Without enough time to plan the National Lentil Festival this year, the Pullman Chamber of Commerce may instead try to organize a smaller events in August to welcome Washington State University students back to campus.

Pullman Chamber of Commerce Executive Director Marie Dymkoski discussed this during the chamber’s Pullman State of the City address Tuesday.

With Whitman County still in Phase 2 of Gov. Jay Inslee’s phased COVID-19 recovery plan, and with uncertainty about when restrictions will be lifted, Dymkoski said there is too little time to prepare for one of Pullman’s biggest annual events.

“We have not been able to really plan a Lentil Festival as we’ve had in the past, so even if everything got lifted tomorrow, we would not be ready,” she said. “I mean, it takes 10-11 months just to plan from one year to the next.”

Instead, she said, the city may partner with local restaurants, retailers and musicians to hold events in smaller settings to welcome back students.

COVID-19 was a running theme of the annual address, which included presentations from Pullman Mayor Glenn Johnson, City Administrator Mike Urban and Planning Director RJ Lott.


Johnson praised essential workers for continuing to provide public services through the pandemic. These include police, firefighters, sanitation workers and employees in public works and transit.

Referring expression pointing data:
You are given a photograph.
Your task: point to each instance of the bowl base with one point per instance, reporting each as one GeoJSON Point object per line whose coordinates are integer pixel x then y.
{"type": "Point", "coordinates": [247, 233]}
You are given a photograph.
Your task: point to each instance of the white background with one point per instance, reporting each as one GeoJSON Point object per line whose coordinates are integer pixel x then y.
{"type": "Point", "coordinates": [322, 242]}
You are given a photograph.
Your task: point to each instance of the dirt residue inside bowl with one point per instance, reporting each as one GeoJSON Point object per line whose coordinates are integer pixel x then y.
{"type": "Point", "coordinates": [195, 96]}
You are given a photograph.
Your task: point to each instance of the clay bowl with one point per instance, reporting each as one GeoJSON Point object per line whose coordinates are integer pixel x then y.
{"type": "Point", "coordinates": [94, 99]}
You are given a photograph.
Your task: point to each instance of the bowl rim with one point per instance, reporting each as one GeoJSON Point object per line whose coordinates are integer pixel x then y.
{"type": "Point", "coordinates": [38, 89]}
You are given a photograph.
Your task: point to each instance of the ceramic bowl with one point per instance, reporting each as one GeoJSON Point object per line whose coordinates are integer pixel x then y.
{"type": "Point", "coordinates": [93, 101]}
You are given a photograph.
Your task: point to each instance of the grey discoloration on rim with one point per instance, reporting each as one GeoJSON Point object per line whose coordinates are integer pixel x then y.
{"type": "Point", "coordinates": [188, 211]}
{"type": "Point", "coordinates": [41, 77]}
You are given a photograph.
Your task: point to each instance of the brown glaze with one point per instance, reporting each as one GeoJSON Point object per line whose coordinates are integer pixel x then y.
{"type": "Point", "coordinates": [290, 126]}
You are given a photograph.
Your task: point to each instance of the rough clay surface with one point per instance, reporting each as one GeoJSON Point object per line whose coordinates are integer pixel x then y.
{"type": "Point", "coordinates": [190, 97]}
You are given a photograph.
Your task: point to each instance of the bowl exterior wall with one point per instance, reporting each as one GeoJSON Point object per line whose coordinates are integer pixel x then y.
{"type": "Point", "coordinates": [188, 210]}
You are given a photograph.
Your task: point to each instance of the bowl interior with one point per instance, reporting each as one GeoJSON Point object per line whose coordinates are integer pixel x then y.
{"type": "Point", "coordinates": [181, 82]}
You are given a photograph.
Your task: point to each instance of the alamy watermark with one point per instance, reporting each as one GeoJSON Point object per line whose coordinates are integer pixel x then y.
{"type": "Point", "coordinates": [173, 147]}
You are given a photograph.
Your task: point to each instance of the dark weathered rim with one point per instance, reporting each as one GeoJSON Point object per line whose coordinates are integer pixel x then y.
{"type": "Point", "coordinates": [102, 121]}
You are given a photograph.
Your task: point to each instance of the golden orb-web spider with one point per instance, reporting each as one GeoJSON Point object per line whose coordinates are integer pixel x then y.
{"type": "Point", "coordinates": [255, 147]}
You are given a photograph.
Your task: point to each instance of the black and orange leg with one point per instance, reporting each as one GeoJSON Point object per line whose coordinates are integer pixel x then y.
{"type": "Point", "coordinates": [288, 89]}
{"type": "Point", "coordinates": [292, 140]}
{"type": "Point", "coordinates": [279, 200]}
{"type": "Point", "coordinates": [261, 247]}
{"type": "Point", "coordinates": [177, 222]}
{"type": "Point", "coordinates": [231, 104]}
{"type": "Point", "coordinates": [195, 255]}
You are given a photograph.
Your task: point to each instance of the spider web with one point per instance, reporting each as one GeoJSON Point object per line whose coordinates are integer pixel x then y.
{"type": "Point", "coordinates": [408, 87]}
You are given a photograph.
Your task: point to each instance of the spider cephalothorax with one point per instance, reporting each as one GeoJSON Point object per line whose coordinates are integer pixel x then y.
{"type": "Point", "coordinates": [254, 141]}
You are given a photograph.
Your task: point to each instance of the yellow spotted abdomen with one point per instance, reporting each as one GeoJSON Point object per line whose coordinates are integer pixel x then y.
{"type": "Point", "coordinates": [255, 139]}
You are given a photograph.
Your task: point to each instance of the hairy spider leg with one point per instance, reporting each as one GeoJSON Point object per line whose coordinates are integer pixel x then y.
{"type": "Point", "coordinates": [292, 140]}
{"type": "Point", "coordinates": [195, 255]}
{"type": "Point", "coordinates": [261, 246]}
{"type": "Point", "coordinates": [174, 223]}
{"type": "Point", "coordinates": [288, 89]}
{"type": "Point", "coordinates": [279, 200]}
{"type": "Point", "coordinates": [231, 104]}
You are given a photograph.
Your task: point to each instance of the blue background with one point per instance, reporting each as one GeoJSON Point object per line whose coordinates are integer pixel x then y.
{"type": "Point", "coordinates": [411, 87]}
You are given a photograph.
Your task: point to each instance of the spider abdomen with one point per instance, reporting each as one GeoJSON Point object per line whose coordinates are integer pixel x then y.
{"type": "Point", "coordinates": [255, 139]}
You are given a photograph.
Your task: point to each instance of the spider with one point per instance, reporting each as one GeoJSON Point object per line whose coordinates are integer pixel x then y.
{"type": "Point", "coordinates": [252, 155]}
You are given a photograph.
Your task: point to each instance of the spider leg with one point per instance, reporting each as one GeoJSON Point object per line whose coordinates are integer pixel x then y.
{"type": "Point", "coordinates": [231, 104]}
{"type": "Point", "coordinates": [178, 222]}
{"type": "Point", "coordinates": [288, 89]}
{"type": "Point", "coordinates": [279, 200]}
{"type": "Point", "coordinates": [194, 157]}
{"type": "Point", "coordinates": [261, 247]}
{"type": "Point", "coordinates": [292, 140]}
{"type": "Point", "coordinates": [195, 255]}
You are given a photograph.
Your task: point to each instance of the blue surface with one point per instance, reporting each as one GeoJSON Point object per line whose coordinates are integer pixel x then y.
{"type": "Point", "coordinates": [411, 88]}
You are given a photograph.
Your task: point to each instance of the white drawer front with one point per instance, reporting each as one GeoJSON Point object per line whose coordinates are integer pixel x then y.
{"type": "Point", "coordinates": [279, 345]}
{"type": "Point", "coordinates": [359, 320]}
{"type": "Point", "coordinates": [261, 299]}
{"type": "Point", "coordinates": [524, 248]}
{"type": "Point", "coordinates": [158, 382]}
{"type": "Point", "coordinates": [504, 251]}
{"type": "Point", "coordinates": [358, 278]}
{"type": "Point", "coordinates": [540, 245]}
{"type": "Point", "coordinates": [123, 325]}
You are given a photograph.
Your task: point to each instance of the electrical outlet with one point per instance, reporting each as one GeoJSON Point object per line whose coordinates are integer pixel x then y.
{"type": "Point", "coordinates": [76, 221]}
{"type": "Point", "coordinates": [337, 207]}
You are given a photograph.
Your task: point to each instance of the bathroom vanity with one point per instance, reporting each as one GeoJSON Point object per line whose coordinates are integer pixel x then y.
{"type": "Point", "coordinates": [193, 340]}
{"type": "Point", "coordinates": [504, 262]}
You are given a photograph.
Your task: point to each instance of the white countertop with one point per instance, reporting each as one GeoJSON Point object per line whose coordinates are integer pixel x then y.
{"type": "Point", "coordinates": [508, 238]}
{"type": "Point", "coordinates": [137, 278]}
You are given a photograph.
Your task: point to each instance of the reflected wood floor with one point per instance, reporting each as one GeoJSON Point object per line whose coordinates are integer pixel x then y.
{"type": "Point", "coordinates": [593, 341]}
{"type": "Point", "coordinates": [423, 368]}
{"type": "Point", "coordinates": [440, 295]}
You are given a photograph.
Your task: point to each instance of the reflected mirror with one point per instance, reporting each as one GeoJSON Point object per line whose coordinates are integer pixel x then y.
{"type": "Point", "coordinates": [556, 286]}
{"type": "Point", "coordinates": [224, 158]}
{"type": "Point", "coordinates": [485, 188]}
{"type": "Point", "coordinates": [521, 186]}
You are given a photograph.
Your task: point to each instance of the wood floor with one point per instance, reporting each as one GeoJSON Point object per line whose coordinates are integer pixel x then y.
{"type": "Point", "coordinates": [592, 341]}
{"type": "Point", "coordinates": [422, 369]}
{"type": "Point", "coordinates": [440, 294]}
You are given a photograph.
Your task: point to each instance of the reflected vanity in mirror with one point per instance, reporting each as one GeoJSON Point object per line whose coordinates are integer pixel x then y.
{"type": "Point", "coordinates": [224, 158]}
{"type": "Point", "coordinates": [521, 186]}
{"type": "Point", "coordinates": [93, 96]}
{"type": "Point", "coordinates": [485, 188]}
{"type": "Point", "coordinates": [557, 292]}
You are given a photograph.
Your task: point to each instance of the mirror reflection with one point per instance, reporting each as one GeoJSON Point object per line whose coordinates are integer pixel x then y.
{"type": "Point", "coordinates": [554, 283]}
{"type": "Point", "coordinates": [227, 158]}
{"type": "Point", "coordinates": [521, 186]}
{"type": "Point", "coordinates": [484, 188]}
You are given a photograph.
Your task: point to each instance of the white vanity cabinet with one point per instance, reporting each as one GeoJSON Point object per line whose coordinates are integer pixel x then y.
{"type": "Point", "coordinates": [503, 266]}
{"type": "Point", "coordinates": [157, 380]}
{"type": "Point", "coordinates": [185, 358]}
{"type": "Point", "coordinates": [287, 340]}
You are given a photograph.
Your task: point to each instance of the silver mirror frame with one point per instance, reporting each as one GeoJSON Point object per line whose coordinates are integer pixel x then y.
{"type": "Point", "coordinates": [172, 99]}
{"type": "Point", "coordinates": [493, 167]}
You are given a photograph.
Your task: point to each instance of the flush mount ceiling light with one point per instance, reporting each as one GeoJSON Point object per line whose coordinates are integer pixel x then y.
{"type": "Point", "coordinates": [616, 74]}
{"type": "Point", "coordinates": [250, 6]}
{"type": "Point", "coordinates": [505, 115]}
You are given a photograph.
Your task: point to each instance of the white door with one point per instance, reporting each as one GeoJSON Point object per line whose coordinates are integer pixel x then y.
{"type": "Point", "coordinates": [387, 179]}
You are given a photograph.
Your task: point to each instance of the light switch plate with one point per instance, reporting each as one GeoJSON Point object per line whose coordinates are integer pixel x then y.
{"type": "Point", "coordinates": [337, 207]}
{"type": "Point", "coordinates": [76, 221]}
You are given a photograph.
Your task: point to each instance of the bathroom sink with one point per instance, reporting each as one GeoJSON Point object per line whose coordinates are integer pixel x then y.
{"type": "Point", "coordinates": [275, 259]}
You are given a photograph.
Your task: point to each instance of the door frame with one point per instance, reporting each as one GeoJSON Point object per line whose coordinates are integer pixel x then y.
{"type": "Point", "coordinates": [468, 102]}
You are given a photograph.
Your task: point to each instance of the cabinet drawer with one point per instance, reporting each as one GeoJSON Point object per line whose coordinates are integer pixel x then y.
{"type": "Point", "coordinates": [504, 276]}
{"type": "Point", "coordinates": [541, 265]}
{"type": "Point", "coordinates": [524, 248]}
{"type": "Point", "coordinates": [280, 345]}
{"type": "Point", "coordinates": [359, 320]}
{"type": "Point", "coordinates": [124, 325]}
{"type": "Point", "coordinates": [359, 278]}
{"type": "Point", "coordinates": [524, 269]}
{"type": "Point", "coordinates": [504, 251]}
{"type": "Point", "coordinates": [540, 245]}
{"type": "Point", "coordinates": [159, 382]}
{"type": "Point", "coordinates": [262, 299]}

### Brief A
In the Lentil Festival article, how long does Dymkoski say it takes to plan the festival from one year to the next?
### Brief B
List every group of essential workers that Johnson praised in the Lentil Festival article.
### Brief C
Resume the article about the Lentil Festival and Pullman's State of the City address after its final sentence.

### Answer box A
10 to 11 months.

### Answer box B
Police, firefighters, sanitation workers, public works employees and transit employees.

### Answer box C
“All this time period all the essential services were there for you,” he said,

A few city employees contracted COVID-19, but most were able to isolate and recover, he said. One police officer, however, ended up in an intensive care unit and was out of work for three months.

Johnson commended Schweitzer Engineering Laboratories for running vaccination clinics and providing COVID-19 test results quickly.

Pullman was able to receive financial assistance in the form of federal CARES Act money and grants. Grants in particular allowed Pullman to hire two paramedics last year, and a recent FEMA grant allowed the city to hire three firefighters.

Throughout the pandemic, Johnson said, the city has collaborated with leaders from Whitman County, Washington State University, the chamber and Pullman Regional Hospital “to do the best we can for our communities.”


Johnson spoke about the accomplishments of the Pullman Parks and Recreation Department, which include maintaining the parks, operating a preschool program used by 48 families, and opening the new recreation center on Crestview Street.

He also said the Reaney Park pool will be open June 12 and the pool’s shower building will undergo renovations this year.

Johnson added that the Pullman Parks and Recreation Department learned two weeks ago it is the recipient of the Washington Recreation and Park Association Spotlight Award, which recognizes achievements by parks and recreation agencies.

Johnson gave a brief update on the Pullman-Moscow Regional Airport, which will offer a third Alaska Airlines flight to Seattle starting May 20. That flight will depart at 5:30 p.m.

After COVID-19 significantly reduced the number of passengers last year, planes at the airport are back to being 70 percent full, Johnson said.

Airport Director Tony Bean is continuing to talk to United Airlines to offer Denver flights at the airport and is working with the University of Idaho to persuade Alaska Airlines to provide flights to Boise.

In other news, Pullman is expecting to receive two electric buses in the coming weeks that are being mostly paid for with grants.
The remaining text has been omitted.